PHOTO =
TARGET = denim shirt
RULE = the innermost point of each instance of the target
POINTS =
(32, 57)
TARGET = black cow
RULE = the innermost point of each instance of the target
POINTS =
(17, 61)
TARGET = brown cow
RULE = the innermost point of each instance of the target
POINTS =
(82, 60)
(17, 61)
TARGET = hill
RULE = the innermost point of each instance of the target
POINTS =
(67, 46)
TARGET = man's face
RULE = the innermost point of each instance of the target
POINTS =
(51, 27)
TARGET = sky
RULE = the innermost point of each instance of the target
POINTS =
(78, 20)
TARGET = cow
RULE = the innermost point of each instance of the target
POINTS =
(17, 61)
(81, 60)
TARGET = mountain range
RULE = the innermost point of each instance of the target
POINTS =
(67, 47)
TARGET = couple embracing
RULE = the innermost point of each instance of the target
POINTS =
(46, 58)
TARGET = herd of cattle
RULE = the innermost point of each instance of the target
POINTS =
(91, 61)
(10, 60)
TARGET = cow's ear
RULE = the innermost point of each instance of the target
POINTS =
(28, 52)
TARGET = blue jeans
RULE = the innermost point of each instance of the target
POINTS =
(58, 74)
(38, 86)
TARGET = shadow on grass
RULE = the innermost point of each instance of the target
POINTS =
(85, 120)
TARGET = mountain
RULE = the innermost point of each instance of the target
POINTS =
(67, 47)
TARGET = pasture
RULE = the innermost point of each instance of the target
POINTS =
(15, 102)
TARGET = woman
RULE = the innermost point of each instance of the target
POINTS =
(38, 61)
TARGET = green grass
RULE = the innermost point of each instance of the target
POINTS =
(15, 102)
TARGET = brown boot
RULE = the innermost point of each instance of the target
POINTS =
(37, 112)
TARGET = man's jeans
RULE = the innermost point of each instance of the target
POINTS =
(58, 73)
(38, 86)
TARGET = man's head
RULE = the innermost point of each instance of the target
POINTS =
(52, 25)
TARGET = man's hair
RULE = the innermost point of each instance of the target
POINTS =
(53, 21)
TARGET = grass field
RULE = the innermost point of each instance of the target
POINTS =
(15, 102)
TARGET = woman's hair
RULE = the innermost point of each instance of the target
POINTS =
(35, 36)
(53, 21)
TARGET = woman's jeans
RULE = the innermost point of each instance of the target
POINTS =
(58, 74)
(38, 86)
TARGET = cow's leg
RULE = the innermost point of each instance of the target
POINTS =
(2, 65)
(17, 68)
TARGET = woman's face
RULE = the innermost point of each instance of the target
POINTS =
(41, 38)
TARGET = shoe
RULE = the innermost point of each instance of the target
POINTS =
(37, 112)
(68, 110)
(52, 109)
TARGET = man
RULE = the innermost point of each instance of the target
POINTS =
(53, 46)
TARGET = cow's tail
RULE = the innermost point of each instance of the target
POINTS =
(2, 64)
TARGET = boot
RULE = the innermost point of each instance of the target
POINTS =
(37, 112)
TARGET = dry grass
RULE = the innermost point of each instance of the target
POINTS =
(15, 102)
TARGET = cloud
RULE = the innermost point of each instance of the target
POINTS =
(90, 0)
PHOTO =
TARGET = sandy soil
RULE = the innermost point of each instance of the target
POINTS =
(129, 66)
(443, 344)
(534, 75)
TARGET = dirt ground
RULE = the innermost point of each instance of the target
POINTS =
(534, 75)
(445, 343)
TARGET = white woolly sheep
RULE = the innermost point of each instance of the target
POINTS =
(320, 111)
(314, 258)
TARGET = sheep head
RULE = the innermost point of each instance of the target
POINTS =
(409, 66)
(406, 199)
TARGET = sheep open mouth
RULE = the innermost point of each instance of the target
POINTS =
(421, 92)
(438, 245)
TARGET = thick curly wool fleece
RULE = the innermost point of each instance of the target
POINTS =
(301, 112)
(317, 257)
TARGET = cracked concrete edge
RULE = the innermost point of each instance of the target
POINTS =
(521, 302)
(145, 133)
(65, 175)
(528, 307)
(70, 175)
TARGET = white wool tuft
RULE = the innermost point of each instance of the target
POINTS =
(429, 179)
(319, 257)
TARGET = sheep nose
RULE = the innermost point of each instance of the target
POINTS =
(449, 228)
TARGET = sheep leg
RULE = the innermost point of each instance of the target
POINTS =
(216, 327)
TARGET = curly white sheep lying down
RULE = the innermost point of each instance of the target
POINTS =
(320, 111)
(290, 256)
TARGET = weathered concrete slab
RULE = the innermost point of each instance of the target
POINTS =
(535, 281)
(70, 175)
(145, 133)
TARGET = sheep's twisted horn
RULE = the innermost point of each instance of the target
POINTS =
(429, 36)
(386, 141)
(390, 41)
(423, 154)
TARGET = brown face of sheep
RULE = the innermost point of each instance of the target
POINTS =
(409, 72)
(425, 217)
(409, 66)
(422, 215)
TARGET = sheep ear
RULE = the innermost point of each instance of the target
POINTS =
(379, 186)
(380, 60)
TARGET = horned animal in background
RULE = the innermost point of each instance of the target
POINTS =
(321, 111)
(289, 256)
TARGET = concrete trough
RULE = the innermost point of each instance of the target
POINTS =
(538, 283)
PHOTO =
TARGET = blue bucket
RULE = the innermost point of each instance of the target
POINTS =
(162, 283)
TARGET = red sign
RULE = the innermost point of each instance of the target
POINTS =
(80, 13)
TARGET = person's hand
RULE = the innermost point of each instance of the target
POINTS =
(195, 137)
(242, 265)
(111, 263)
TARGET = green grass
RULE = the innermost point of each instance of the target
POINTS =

::::::::

- _Exercise prompt_
Can you reproduce verbatim the stretch of the records above from the line containing "TARGET = sheep leg" through the end of the records?

- _Solution to this task_
TARGET = sheep leg
RULE = the innermost point of each instance of the target
POINTS =
(216, 327)
TARGET = curly white sheep lying down
RULE = the innermost point of each instance of the target
POINTS =
(320, 111)
(290, 256)
TARGET = weathered concrete slab
RULE = the innermost point of each instance of the target
POINTS =
(535, 281)
(70, 175)
(145, 133)
TARGET = sheep's twisted horn
RULE = the innermost point of each instance of the target
POINTS =
(429, 36)
(386, 141)
(390, 41)
(423, 154)
TARGET = brown face of sheep
RULE = the innermost point of each instance of the target
POINTS =
(409, 72)
(425, 217)
(409, 66)
(422, 215)
TARGET = sheep ear
RULE = the innermost point of each instance of the target
POINTS =
(379, 186)
(380, 60)
TARGET = horned animal in background
RULE = the innermost point of each instance of the target
POINTS =
(321, 111)
(289, 256)
TARGET = concrete trough
RULE = the innermost point of each instance of the target
POINTS =
(538, 283)
PHOTO =
TARGET = blue bucket
RULE = the innermost point of each instance of the target
POINTS =
(162, 283)
TARGET = red sign
RULE = the innermost point of each instance of the target
POINTS =
(80, 13)
TARGET = person's hand
RULE = the innermost point of each instance of the target
POINTS =
(195, 137)
(242, 265)
(111, 263)
TARGET = green grass
RULE = the innermost point of each instance of the target
POINTS =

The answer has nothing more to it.